* What to do
The full listing, exactly as written and with no images, is the expected output.
** Opening Source data block **
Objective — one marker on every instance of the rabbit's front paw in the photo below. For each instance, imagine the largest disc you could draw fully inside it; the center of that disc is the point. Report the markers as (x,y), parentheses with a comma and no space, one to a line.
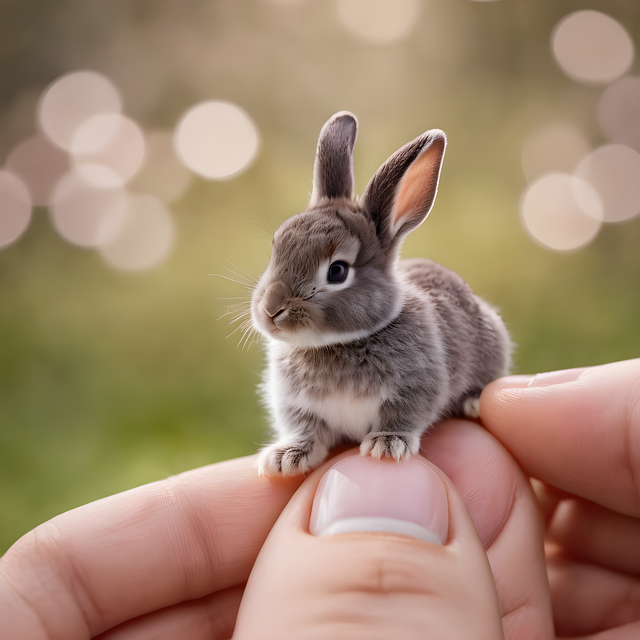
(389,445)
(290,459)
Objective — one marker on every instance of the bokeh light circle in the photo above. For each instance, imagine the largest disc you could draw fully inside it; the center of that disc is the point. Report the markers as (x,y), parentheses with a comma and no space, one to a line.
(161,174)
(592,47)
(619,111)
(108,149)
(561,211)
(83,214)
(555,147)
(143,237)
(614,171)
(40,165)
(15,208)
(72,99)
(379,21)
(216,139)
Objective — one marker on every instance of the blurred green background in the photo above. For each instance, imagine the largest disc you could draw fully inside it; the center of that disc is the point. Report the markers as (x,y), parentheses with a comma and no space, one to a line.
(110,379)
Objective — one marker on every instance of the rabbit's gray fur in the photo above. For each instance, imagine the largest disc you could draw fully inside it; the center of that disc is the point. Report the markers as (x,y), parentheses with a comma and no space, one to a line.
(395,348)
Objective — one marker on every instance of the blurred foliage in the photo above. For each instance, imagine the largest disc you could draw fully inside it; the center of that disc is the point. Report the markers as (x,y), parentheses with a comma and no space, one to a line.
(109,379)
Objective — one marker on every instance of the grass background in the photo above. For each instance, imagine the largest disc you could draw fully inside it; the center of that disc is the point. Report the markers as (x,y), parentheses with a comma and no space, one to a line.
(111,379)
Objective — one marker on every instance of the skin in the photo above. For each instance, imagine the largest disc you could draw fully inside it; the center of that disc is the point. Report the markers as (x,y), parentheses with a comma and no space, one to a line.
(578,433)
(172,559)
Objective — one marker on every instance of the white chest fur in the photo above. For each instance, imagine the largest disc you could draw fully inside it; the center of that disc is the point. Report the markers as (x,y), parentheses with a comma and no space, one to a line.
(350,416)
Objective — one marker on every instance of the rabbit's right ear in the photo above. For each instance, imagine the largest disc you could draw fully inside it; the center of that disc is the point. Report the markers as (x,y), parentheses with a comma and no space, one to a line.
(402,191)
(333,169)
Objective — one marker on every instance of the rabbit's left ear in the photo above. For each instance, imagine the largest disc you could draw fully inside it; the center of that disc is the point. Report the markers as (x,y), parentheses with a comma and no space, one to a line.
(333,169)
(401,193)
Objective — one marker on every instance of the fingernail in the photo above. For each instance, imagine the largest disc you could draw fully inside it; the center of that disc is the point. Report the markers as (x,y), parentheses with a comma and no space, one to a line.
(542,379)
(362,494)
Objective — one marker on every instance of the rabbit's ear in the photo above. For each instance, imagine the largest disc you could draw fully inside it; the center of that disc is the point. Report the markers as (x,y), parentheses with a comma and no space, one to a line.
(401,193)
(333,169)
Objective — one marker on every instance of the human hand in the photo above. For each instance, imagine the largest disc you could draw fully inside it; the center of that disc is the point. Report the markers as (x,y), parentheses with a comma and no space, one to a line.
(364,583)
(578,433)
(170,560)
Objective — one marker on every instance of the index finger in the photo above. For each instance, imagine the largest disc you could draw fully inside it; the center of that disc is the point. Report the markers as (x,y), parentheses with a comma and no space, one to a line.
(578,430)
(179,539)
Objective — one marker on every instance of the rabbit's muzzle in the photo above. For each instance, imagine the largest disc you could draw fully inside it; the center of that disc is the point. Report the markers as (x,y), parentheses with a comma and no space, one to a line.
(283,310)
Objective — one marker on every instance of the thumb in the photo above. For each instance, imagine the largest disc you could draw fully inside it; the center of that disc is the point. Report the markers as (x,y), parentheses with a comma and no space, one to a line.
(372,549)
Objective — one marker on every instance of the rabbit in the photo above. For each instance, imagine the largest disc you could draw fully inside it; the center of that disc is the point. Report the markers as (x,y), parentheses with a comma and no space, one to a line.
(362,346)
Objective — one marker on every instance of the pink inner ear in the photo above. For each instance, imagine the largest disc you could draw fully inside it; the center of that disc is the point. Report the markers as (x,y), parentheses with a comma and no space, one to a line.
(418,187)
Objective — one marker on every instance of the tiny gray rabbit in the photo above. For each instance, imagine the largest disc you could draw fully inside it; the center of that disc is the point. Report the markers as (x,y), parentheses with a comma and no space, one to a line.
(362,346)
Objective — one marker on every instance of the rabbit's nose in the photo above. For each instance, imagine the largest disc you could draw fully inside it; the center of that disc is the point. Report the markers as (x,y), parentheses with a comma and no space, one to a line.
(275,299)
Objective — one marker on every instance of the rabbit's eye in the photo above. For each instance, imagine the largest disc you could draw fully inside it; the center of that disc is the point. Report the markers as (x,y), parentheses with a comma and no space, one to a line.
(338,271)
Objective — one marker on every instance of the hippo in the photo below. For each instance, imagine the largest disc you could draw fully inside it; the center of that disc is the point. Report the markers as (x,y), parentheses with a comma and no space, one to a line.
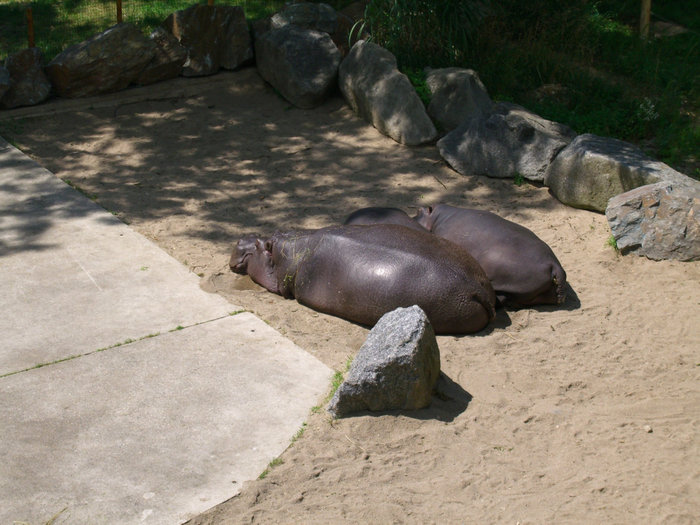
** Closing Source data block **
* Response below
Objective — one marker on every instance of the rabbit's front paw in the photo below. For each instance, imagine the largest disc you could draw fully inside it; the center of that disc is the point. Report the markers as (x,y), parentheses with a comma and no space, one to a line.
(389,445)
(290,459)
Objective — one marker on every instance of the bokeh light circle in the photo above. For each instance, imagine the largest disc you could draw fully inside it; the center of that disc is the point. Report the markers as (x,y), parentheses with a comma and no space, one to a line.
(161,174)
(592,47)
(619,111)
(108,149)
(561,211)
(83,214)
(555,147)
(143,237)
(614,171)
(40,165)
(15,208)
(72,99)
(379,21)
(216,139)
Objective — one marker on every instance of the blurred green background in the photo above. For each instance, imagine the largest disc you could draw fully inside it; the center of that disc is the point. Report the markers as (x,y), parentheses with a comma and no space, one to a line.
(110,379)
Objective — one marker on every instance of the rabbit's gray fur in the photo above. For each instance, imagine the largest disc you could draw fully inside it; the center of that disc is the point. Report the markers as (x,y), parentheses with a comma and no space, one to a line.
(395,348)
Objective — one marker on every instance of the blurred foliage in the photo above. For each instance, imagine the largest disc you could draw fully inside it; the center of that disc is the point. Report the markers as (x,y), parentheses with a comma and no space, one to a line.
(109,379)
Objective — one marker on every instance of the grass background in the photo above. For each instance, imagine the largest disc you could draw fully inside it; the center of that disc is the point. Report the markers as (x,y), parentheses with a comma and no space, one to a line.
(111,379)
Objective — one marker on every instance of the skin in the photo above. For each instance, imagine the largest disc you could draw fully inside it; the center of that disc is the point. Report the markers as (x,y), parentheses with a comma and no space, one to a line.
(578,433)
(172,559)
Objective — one marker on every instance of the white chest fur in the photo above. For each instance, imagine the largest disc you could draw fully inside it; the center of that disc is the point. Report the markers as (x,y), parentheses with a comma and no space, one to a line.
(350,416)
Objective — one marker on every instance of the rabbit's right ear in the photo above. For each instance, imagine the largest disc you could draw fully inside it; the center of that disc is the point. Report the markers as (x,y), parentheses with a comma and no space, one to a line.
(402,191)
(333,169)
Objective — one marker on every instance of the rabbit's left ear in the photo above. For each instance, imagine the largest disc you could draw fully inside it; the center of that disc is the point. Report the markers as (x,y), parentheses with a comma and no space, one to a line.
(333,169)
(401,193)
Objective — one marker on every instance of the fingernail in the photo above. For each instance, imagine the largest disc you could draw fully inside it; the center of that disc is the point. Report the markers as (x,y), parentheses with a comma and no space, one to a line.
(542,379)
(362,494)
Objective — one marker on every instance of the rabbit's ear in the photo above. For each instance, imagine the largest disc you could draw fully inside it; the center of that disc is the point. Report the markers as (x,y), parentheses with a comma and no space, one to a line.
(401,193)
(333,169)
Objective — one marker on every instance of the human hand in the photo above. For each instance, imagine the largest disc you could draw fully inside it; the center of that disc is the point. Report the markers as (x,y), parentheses with a comma and no space, one to a line.
(364,583)
(578,433)
(170,560)
Objective — one marker on every instance of the index finger in the photo above. For each instance, imagine the largest disc you could draw fully inside it; the center of that disc is the point. Report the markers as (x,y), parentheses with a comma and no space, one to a line.
(578,430)
(179,539)
Objective — one marker on every instance of the rabbit's muzzle in the photo above. For each instance, imagine the largest disc you could draw fully inside it; the center of that disc is the point. Report the markers as (x,y), parentheses with a comma and no space, one to a line.
(283,310)
Objective — one marker on every instance of the thumb in the photo above. For each instance, imagine the largest disc you could draw fully inside it; the center of that disc is the point. Report the markers as (x,y), parentheses with a comma and no space, one to a line.
(372,549)
Objective — one marker on every instance of the rabbit in the photo above. For each instance, imagine the largest disc you could draw fully inside it; the center of that disc is the point. Report the markers as (x,y), parentheses with a comma and no space, one to a line.
(362,346)
Objective — one marker on every instance of the pink inner ear in the photo above. For each instance, imagine the largest disc you could draw fully inside it; the center of that disc is the point. Report the markers as (x,y), parentheses with a comma and no space, one to a line.
(418,187)
Objective — one marker on every instance of the tiny gray rabbit in the photo above. For each instance, imagine the largest disc you could draw fully inside it; the center of that disc is the point. Report the markers as (x,y), parentheses with a comma and no space, one to a line.
(362,346)
Objective — one marker on every instance of the rabbit's nose in the photo above. For each instance, imagine the largest disc you could draw fully inside it; the center of that disc is the point. Report the markers as (x,y), parentheses with a comma and no space, one to a line.
(275,299)
Objective — one marker on every instance of the rabbit's eye in the photo above. For each instance, imagine the largest disc you could draw fully inside it; the center of that disc is the point. Report the markers as (x,y), parentheses with a comma and no space, one to a line.
(338,271)
Objective — one marker on every instance of the hippo in the photo below. For each instance, imagine the largest disc you could draw fully inside it; the center of that disc is the point. Report the markers as (x,y), parentheses with a comma and no space, one to a line.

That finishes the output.